* CONSEGNA A
Riporta dal testo sull'intelligenza artificiale il passo compreso tra "L’INTELLIGENZA ARTIFICIALE PUÒ" e "nella storia dell’umanità.", estremi inclusi.
* CONSEGNA B
Continua il testo sull'intelligenza artificiale a partire dalla sua ultima frase.

* SEZIONE DI TESTO
• • • • •

Dunque se una vera recessione è davvero in arrivo è -come si dice- tutta da vedere! È quasi certamente in arrivo un periodo di fortissimi cambiamenti epocali. Una sorta di Grande Revisione (o come accidenti vorrete chiamare nella lingua di Dante il Great Reset preconizzato da Klaus Schwab, il patròn del World Economic Forum).


L’INTELLIGENZA ARTIFICIALE PUÒ FARE UNA RIVOLUZIONE

È facile prevedere che l’America beneficerà ampiamente delle ricadute della nuova tecnologia (che vede in testa alla corsa anche la Cina) e che quest’ultima invaderà ogni ambito dell’industria, dei prodotti di largo consumo e sinanco dei servizi avanzati quali la salute e la giustizia. Sono inoltre già all’opera sistemi intelligenti per comporre musica, poesie, articoli di giornale e documentari. E uno dei primi settori che potrebbero esserne dominati saranno istruzione e formazione. La rivoluzione digitale in confronto potrebbe sembrare un evento minore nella storia dell’umanità.

• • • • •

* DATI DELL'ESERCIZIO
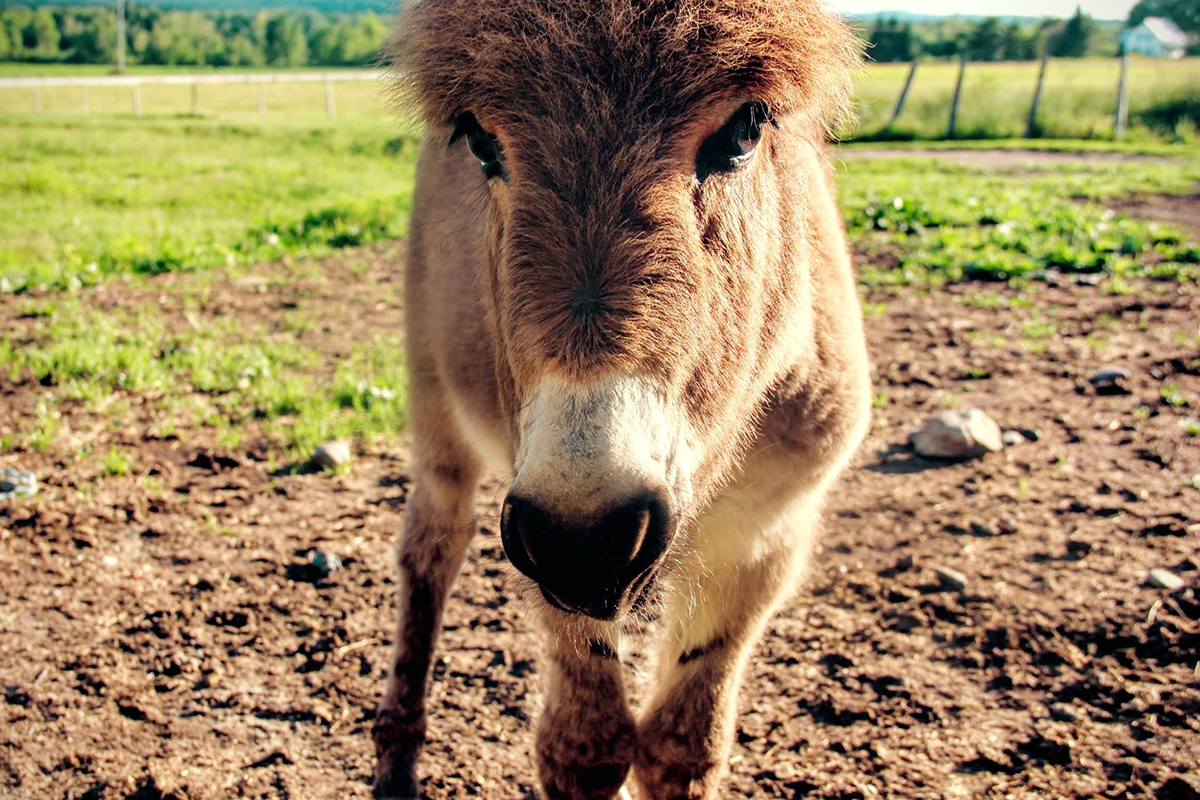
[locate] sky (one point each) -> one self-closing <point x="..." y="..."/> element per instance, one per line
<point x="1099" y="8"/>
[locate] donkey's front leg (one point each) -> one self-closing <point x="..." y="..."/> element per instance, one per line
<point x="586" y="737"/>
<point x="438" y="527"/>
<point x="713" y="624"/>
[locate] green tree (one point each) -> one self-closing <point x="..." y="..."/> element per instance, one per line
<point x="1074" y="40"/>
<point x="41" y="35"/>
<point x="985" y="42"/>
<point x="891" y="41"/>
<point x="287" y="43"/>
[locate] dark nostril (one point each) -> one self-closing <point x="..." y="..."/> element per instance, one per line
<point x="519" y="533"/>
<point x="587" y="564"/>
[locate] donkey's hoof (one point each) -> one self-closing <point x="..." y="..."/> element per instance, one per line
<point x="395" y="780"/>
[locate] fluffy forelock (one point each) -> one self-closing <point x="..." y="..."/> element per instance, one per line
<point x="511" y="59"/>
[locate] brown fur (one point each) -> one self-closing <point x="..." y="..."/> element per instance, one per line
<point x="600" y="254"/>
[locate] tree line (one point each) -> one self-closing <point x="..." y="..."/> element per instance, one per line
<point x="987" y="40"/>
<point x="297" y="38"/>
<point x="995" y="40"/>
<point x="157" y="36"/>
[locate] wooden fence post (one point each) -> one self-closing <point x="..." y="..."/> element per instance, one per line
<point x="904" y="94"/>
<point x="1122" y="98"/>
<point x="1031" y="124"/>
<point x="958" y="94"/>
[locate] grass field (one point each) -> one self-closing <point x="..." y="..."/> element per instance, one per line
<point x="1078" y="101"/>
<point x="114" y="200"/>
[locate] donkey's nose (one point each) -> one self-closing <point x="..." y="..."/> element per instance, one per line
<point x="587" y="567"/>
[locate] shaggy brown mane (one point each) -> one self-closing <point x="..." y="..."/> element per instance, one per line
<point x="625" y="60"/>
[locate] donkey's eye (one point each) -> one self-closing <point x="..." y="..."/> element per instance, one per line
<point x="733" y="143"/>
<point x="481" y="144"/>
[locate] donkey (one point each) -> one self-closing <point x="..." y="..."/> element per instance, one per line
<point x="628" y="289"/>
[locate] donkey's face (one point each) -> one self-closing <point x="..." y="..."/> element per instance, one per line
<point x="645" y="169"/>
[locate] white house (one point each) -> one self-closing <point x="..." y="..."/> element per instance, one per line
<point x="1155" y="36"/>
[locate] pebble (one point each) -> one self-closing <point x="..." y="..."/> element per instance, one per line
<point x="952" y="578"/>
<point x="984" y="529"/>
<point x="1062" y="713"/>
<point x="324" y="563"/>
<point x="331" y="453"/>
<point x="960" y="434"/>
<point x="1164" y="579"/>
<point x="319" y="566"/>
<point x="17" y="483"/>
<point x="1111" y="380"/>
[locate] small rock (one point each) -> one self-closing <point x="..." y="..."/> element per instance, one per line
<point x="1062" y="713"/>
<point x="1012" y="438"/>
<point x="331" y="453"/>
<point x="319" y="566"/>
<point x="952" y="578"/>
<point x="959" y="435"/>
<point x="324" y="563"/>
<point x="1164" y="579"/>
<point x="17" y="483"/>
<point x="1111" y="380"/>
<point x="1177" y="788"/>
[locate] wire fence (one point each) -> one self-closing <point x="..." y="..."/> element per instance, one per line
<point x="135" y="84"/>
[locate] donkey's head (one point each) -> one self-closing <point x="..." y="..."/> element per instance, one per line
<point x="648" y="168"/>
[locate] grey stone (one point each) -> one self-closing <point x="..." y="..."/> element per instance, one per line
<point x="1111" y="380"/>
<point x="1013" y="438"/>
<point x="324" y="563"/>
<point x="984" y="529"/>
<point x="960" y="434"/>
<point x="952" y="578"/>
<point x="17" y="483"/>
<point x="1062" y="713"/>
<point x="1164" y="579"/>
<point x="331" y="453"/>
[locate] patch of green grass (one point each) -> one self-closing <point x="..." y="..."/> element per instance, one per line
<point x="947" y="222"/>
<point x="1173" y="396"/>
<point x="114" y="463"/>
<point x="82" y="199"/>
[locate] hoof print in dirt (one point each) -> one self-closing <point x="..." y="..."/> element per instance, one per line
<point x="958" y="435"/>
<point x="1111" y="380"/>
<point x="1164" y="579"/>
<point x="318" y="567"/>
<point x="17" y="483"/>
<point x="951" y="579"/>
<point x="214" y="462"/>
<point x="330" y="455"/>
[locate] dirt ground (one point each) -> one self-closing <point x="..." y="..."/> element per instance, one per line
<point x="161" y="638"/>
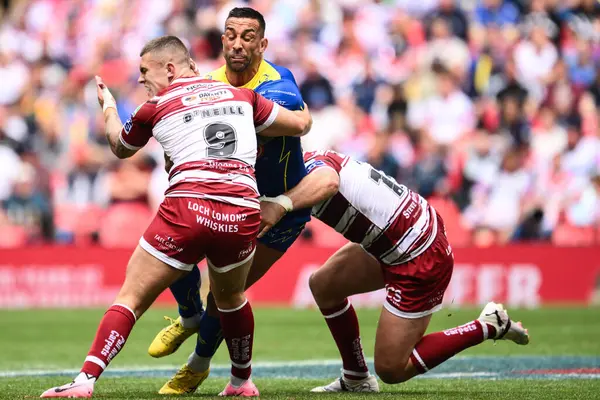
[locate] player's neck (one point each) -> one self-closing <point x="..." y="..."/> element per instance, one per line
<point x="185" y="74"/>
<point x="238" y="79"/>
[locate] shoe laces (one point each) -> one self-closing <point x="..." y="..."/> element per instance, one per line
<point x="174" y="325"/>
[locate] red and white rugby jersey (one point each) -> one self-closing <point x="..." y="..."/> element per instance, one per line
<point x="390" y="221"/>
<point x="208" y="130"/>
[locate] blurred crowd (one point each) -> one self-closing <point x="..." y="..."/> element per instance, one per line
<point x="489" y="108"/>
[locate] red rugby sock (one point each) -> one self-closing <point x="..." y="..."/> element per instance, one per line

• • • • •

* RISULTATO ATTESO A
L’INTELLIGENZA ARTIFICIALE PUÒ FARE UNA RIVOLUZIONE

È facile prevedere che l’America beneficerà ampiamente delle ricadute della nuova tecnologia (che vede in testa alla corsa anche la Cina) e che quest’ultima invaderà ogni ambito dell’industria, dei prodotti di largo consumo e sinanco dei servizi avanzati quali la salute e la giustizia. Sono inoltre già all’opera sistemi intelligenti per comporre musica, poesie, articoli di giornale e documentari. E uno dei primi settori che potrebbero esserne dominati saranno istruzione e formazione. La rivoluzione digitale in confronto potrebbe sembrare un evento minore nella storia dell’umanità.

* RISULTATO ATTESO B
C’è chi si arrischia addirittura a trarre similitudini con la rivoluzione industriale: è come se ci trovassimo alla fine del XVIII° secolo e dovessimo cercare di prevedere come si concluderà il XX°! Davvero arduo… È probabile dunque che il rilancio dello sviluppo economico passi da strade quasi inaspettate. Che questa recessione in arrivo non somigli affatto a quelle precedenti. E che gli interventi delle banche centrali saranno un po’ meno devastanti di quanto lo siano stati in passato. Semplicemente perché conteranno un po’ meno. E per fortuna! Somministrare la recessione per curare l’inflazione nel terzo millennio equivale a praticare il salasso per curare la scabbia due o tre secoli addietro! Roba da macellai sociali dotati di poca scienza e di tanta presupponenza.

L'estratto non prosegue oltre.